Task description: Your task is to reproduce, exactly and only, the lines running from the line containing "the black pole" to the end of the data below, both included.

Data shown:
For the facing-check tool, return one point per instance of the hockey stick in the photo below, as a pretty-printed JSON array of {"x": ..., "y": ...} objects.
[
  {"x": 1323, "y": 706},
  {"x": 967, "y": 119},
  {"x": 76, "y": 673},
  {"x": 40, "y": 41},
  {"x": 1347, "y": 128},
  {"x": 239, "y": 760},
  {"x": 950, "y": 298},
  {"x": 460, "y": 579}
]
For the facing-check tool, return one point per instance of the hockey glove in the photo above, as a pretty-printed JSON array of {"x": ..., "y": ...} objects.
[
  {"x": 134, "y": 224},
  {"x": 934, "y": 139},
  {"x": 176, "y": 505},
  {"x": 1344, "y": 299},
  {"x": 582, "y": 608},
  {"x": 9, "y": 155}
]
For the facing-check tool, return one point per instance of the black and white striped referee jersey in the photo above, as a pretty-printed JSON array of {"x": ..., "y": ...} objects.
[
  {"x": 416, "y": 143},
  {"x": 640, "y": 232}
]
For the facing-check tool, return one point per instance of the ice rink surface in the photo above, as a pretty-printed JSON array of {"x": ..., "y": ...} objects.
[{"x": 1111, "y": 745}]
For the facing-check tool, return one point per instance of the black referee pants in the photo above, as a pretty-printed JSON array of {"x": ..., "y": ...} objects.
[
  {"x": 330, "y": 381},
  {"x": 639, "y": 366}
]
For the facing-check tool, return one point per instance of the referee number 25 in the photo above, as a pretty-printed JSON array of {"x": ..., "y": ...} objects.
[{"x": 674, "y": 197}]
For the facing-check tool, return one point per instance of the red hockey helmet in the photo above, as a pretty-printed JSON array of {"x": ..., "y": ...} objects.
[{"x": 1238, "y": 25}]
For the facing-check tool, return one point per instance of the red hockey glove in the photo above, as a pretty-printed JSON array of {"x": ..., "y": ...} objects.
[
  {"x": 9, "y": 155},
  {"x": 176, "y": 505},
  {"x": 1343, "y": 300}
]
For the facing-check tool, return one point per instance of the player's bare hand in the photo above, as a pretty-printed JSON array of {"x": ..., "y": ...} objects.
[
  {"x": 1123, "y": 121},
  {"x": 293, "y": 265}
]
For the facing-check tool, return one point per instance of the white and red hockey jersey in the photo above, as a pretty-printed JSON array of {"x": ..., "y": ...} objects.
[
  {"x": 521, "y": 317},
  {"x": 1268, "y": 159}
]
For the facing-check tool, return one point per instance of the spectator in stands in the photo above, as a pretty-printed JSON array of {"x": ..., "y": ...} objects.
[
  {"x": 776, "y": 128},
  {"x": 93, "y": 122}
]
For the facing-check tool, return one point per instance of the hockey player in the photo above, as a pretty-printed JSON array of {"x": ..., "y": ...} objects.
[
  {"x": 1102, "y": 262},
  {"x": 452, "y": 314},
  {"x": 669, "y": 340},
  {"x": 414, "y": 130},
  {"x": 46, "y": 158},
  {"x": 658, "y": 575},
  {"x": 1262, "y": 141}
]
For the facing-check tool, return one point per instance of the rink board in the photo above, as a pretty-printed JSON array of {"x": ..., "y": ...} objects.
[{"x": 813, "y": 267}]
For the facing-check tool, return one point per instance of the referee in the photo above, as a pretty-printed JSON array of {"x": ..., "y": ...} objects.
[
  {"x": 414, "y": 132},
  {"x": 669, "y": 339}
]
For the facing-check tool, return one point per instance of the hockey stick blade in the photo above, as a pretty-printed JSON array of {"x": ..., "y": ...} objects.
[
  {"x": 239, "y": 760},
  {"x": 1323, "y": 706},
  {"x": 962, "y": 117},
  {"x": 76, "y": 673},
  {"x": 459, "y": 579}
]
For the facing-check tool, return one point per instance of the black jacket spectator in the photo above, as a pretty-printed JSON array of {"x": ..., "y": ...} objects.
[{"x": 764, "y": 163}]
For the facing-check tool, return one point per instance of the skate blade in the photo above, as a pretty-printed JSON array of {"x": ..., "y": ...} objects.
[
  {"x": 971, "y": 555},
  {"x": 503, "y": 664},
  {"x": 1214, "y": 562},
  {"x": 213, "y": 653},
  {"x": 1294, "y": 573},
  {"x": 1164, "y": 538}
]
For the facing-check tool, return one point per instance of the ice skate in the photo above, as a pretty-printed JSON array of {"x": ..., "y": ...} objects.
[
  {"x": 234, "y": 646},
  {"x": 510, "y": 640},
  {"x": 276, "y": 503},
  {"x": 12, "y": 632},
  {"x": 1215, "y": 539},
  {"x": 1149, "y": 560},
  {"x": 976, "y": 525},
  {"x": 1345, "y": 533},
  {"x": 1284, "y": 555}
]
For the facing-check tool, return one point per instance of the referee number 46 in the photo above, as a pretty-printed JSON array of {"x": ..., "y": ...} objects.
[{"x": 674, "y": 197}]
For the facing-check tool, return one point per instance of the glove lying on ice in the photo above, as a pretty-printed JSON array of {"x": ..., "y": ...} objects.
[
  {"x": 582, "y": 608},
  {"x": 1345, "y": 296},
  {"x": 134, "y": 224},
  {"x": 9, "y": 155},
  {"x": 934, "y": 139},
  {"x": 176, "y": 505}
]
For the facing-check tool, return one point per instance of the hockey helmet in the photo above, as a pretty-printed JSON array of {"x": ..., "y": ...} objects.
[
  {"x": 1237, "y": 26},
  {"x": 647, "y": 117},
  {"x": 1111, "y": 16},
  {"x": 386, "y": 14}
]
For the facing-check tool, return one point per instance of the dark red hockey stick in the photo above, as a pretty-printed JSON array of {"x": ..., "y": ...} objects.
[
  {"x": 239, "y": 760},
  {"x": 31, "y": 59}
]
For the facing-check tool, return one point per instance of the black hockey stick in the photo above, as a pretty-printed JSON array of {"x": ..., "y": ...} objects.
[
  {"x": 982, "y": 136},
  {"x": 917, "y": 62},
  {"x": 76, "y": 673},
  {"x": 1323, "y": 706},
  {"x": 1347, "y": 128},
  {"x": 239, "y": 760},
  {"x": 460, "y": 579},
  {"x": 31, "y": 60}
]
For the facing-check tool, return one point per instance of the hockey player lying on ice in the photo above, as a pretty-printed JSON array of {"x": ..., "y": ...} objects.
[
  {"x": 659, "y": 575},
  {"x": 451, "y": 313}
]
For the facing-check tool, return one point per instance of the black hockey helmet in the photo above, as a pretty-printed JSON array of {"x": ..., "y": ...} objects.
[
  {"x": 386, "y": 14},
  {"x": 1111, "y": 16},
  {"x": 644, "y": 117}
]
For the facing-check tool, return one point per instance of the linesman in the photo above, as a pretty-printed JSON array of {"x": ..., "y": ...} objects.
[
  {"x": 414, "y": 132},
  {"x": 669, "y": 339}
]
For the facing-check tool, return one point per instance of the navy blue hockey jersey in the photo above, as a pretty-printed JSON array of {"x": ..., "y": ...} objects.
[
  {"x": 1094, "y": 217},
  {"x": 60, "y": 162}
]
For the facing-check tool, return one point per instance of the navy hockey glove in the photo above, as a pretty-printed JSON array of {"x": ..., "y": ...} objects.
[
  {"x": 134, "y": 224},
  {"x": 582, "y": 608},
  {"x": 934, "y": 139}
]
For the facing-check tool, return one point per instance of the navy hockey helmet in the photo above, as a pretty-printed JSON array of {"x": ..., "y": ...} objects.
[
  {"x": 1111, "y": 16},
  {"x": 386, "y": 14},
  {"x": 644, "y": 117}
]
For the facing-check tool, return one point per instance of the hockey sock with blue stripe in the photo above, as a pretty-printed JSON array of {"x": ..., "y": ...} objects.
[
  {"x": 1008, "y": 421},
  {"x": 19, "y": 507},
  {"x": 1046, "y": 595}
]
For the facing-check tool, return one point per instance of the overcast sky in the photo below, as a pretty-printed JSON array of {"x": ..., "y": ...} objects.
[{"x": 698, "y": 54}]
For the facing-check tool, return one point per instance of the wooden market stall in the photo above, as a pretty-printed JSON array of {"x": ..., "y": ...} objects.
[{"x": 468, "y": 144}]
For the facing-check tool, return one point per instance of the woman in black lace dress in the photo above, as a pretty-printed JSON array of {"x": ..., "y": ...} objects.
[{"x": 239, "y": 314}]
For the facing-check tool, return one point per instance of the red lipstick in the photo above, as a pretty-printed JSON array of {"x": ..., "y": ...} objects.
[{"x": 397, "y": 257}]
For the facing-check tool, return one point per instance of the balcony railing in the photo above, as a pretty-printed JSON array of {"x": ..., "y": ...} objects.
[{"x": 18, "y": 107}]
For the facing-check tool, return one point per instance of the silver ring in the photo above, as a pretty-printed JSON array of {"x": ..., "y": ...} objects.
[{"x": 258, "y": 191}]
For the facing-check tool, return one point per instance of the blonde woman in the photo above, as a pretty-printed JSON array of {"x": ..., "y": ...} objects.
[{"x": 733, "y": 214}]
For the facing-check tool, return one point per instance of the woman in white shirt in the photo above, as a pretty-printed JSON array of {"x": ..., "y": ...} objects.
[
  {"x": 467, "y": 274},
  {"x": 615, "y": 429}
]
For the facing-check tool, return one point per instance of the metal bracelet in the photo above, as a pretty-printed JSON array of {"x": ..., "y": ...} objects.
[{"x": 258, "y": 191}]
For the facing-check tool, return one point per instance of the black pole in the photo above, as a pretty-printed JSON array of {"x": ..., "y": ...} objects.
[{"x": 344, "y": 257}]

Reply to the task:
For the facing-check tool, return one point per instance of the black pole in the photo above, as a pretty-printed JSON array of {"x": ..., "y": ...} objects.
[{"x": 344, "y": 257}]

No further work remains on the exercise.